Document excerpt:
NOTE 3     CONTINGENCIES

Legal Proceedings
 
Neither PHAZAR CORP nor any of its subsidiaries are currently parties to any litigation or arbitrations.

NOTE 4     SUBSEQUENT EVENTS

Mr. Garland P. Asher, resigned as President, Chief Executive Officer and Director of PHAZAR CORP and all positions of the subsidiaries of PHAZAR CORP on October 1, 2012.  Mr. Asher will be consulting with the Company pursuant to a consulting agreement through December 31, 2012, under which he will be paid consulting fees of approximately $40,000 through the remainder of the calendar year.

The Board of Directors of PHAZAR CORP appointed Robert E. Fitzgerald as President and Chief Executive
Officer and Director for the Company, effective October 1, 2012.  Mr. Fitzgerald’s current term as Director will expire at the Company’s next annual meeting of shareholders.  In conjunction with his employment agreement, Mr. Fitzgerald was granted options to purchase 160,000 shares of common stock of the Company, which vest over a five year period.

 
7

 

PHAZAR CORP AND SUBSIDIARIES

MANAGEMENT'S DISCUSSION AND ANALYSIS OF FINANCIAL CONDITION AND RESULTS OF OPERATIONS

The following is management’s discussion and analysis of certain significant factors that affected the Company’s financial condition and operating results for the period included in the consolidated financial statements in Item 1.

Company Overview

PHAZAR CORP’s continuing operation is that of its subsidiaries, Antenna Products Corporation, Phazar Antenna Corp., and Thirco, Inc.  The management discussion presented in this item relates to the operations of subsidiary units and the associated consolidated financials.

PHAZAR CORP operates as a holding company with Antenna Products Corporation, Phazar Antenna Corp., and Thirco, Inc. as its wholly owned subsidiaries.  Antenna Products Corporation and Phazar Antenna Corp. are operating subsidiaries with Thirco, Inc. serving as an equipment leasing company to PHAZAR CORP’s operating units.  Antenna Products Corporation designs, manufactures and markets standard and custom antennas, guyed and self-supported towers, support structures, masts and communication accessories worldwide.  The United States Government, military and civilian agencies and prime contractors are Antenna Products Corporation’s principal customers.  Phazar Antenna Corp. supplies a broad range of multiple band antennas for the telecommunication market.
 
PHAZAR CORP is primarily a build-to-order company.  As such, most United States government and commercial orders are negotiated firm-fixed price contracts.

Executive Level Overview

The following table presents selected data of PHAZAR CORP.  This historical data should be read in conjunction with the consolidated financial statements and the related notes.

[Data records]
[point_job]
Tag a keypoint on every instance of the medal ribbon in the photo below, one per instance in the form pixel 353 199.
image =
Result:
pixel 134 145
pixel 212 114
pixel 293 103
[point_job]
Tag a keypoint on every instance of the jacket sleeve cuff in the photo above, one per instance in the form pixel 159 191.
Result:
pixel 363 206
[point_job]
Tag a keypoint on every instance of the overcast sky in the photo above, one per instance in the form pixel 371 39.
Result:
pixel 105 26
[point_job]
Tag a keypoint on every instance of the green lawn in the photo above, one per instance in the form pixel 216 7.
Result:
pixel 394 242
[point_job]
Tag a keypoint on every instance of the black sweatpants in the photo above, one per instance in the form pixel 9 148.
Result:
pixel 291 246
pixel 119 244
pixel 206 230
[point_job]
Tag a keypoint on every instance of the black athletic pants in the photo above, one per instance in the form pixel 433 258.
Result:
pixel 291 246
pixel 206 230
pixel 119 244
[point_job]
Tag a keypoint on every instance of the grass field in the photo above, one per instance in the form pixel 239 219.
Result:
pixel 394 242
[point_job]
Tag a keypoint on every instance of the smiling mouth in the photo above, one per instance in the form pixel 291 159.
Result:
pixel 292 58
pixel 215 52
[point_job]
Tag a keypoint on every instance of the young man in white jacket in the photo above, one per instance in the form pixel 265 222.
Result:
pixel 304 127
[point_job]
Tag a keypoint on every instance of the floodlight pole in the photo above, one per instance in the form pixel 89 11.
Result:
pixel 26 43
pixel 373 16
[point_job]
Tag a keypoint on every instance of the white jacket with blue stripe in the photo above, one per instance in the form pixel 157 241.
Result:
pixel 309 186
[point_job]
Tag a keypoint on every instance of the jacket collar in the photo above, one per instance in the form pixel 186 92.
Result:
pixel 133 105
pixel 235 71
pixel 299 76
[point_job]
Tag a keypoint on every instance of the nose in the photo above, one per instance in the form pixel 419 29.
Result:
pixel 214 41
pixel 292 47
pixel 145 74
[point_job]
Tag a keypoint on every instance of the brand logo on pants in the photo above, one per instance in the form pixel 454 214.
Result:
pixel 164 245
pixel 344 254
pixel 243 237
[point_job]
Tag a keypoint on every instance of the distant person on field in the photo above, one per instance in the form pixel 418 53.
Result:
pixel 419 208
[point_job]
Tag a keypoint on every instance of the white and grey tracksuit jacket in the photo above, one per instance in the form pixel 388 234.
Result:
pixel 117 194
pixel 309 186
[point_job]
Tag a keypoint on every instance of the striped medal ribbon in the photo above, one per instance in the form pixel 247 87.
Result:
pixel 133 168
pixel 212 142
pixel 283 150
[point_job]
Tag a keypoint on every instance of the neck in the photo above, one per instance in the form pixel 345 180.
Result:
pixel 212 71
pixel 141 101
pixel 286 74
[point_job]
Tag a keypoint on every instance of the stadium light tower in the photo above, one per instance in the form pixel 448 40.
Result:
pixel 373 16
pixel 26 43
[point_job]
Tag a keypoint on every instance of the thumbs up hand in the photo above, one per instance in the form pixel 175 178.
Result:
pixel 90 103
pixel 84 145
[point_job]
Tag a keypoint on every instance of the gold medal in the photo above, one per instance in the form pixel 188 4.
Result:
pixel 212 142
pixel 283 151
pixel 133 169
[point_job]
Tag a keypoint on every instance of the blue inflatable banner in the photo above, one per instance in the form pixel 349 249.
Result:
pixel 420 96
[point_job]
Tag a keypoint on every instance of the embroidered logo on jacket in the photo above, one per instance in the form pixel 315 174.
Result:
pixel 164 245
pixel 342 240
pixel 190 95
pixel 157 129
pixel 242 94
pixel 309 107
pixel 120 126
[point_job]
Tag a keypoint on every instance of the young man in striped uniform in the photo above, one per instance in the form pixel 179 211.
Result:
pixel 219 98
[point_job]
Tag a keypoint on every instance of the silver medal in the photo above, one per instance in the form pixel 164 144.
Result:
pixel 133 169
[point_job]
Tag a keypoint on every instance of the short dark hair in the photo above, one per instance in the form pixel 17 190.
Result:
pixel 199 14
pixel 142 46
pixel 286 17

==

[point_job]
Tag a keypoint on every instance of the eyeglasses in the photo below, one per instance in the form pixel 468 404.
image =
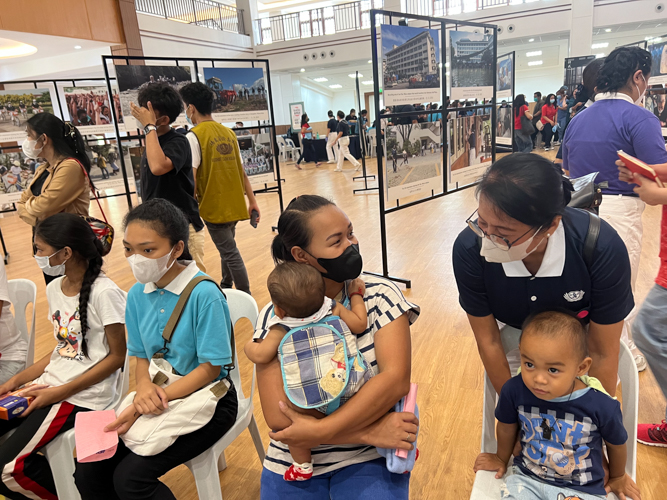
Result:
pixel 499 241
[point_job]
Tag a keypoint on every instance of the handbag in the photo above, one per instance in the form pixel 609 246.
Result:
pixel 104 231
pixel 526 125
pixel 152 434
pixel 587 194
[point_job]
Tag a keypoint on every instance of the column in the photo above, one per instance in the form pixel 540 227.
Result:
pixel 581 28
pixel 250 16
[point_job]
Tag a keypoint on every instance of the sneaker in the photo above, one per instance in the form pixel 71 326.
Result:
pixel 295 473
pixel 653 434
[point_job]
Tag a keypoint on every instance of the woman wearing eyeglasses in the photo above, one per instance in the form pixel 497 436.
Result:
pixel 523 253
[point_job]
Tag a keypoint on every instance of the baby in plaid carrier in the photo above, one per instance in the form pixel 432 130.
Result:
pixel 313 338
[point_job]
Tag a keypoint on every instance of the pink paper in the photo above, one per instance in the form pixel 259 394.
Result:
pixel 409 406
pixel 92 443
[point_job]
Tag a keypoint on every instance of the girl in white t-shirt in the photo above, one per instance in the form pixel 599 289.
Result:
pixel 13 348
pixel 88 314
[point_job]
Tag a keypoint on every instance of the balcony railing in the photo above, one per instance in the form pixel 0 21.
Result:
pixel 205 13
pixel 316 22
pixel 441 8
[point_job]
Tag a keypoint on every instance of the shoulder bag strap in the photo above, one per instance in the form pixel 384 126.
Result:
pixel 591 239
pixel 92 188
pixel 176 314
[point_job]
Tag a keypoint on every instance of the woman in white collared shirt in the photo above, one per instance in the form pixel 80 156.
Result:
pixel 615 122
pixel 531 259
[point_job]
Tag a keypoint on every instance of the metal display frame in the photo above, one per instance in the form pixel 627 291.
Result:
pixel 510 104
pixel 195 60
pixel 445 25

Work to do: Reproduce the passage of the PHAZAR CORP filing above, between "PHAZAR CORP’s continuing" and "associated consolidated financials.", inclusive.

Final answer:
PHAZAR CORP’s continuing operation is that of its subsidiaries, Antenna Products Corporation, Phazar Antenna Corp., and Thirco, Inc.  The management discussion presented in this item relates to the operations of subsidiary units and the associated consolidated financials.